Required action 1:
Answer these questions from the text about Franz Bruno Hofmann:
(a) In what city did he die?
(b) Which university granted him his medical doctorate in 1894?
(c) Which ophthalmologist did he work with at Leipzig?
Required action 2: Resume the text about Franz Bruno Hofmann, carrying it on from its last sentence.

Study text:
★ ★ ★ ★ ★ ★ ★

= Franz Bruno Hofmann =

Austrian-German physiologist

Franz Bruno Hofmann (24 November 1869, Skalka - 6 June 1926, Marburg) was an Austrian-German physiologist.

In 1894 he received his medical doctorate from the German University in Prague, and for several years worked as an assistant to physiologist Ewald Hering, first in Prague (1893–95), then afterwards at the University of Leipzig (1895–1905). At Leipzig, with ophthalmologist Alfred Bielschowsky, he conducted studies on fusion and cyclodeviation in paresis of the superior oblique muscle as well as on congenital hyperfunction of the superior oblique muscle.

★ ★ ★ ★ ★ ★ ★

Available data:
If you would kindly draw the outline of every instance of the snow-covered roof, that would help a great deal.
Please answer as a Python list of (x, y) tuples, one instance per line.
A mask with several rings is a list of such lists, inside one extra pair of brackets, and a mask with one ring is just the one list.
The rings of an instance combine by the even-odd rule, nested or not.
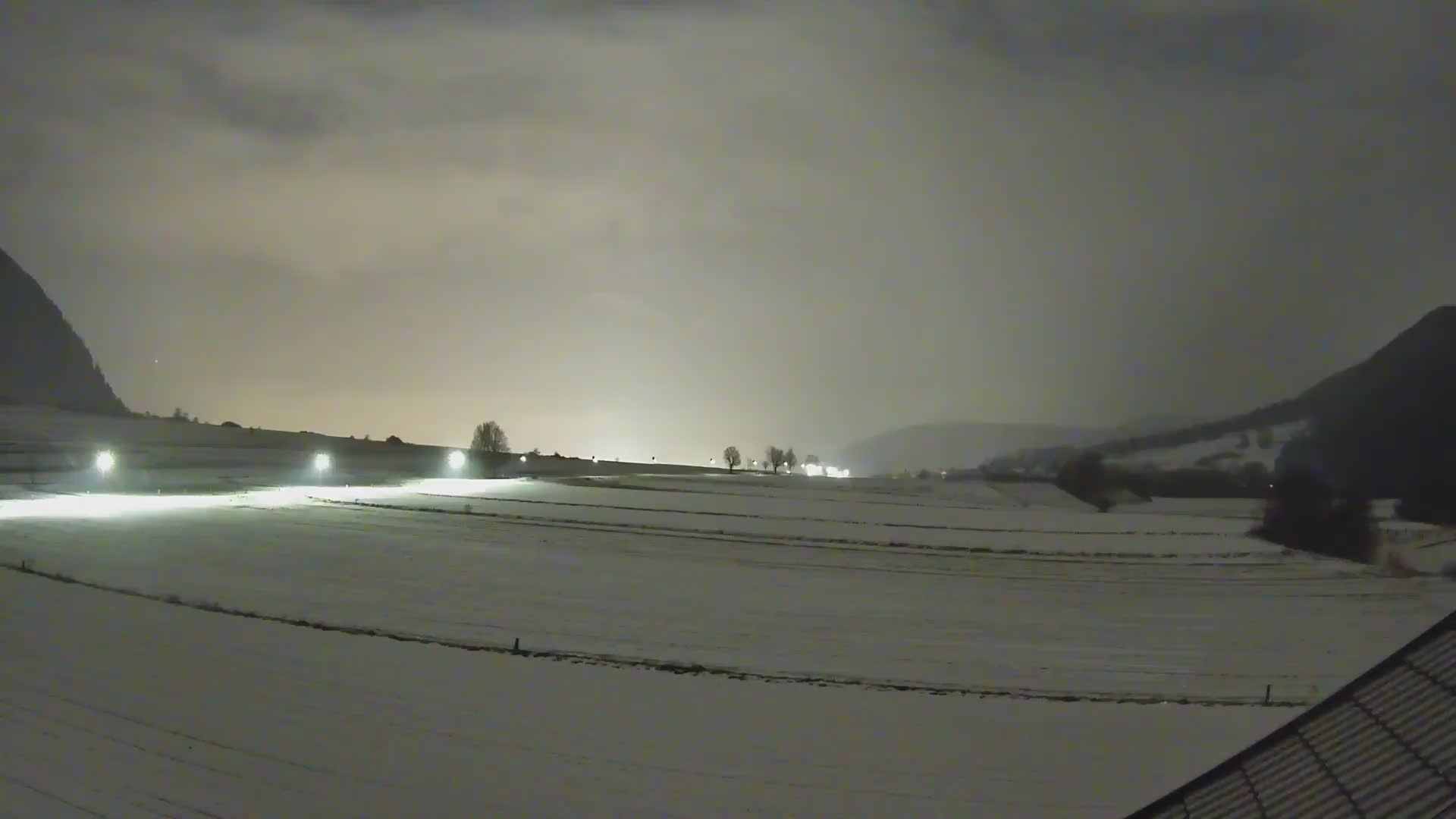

★ ★ ★ ★ ★ ★ ★

Answer 1:
(a) Marburg
(b) The German University in Prague
(c) Alfred Bielschowsky

Answer 2:
In 1902 he became an associate professor at Leipzig, and three years later became a full professor of physiology at the University of Innsbruck. Later on, he served as a professor at the universities of Prague (from 1911), Königsberg (from 1913), Marburg (from 1916, rector in 1916/17), Bonn (1922/23) and Berlin (1923–26). In 1926 he became a member of the Prussian Academy of Sciences.

== Selected works ==
- Beiträge zur Lehre von der Herzinnervation, 1898 - Contributions to the study of cardiac innervation.
- Die Lehre vom Raumsinn des Auges, (2 volumes. 1920) - Theory on the sense of space involving the eye.
- Über die Sehrichtungen, 1925 - On the viewing direction.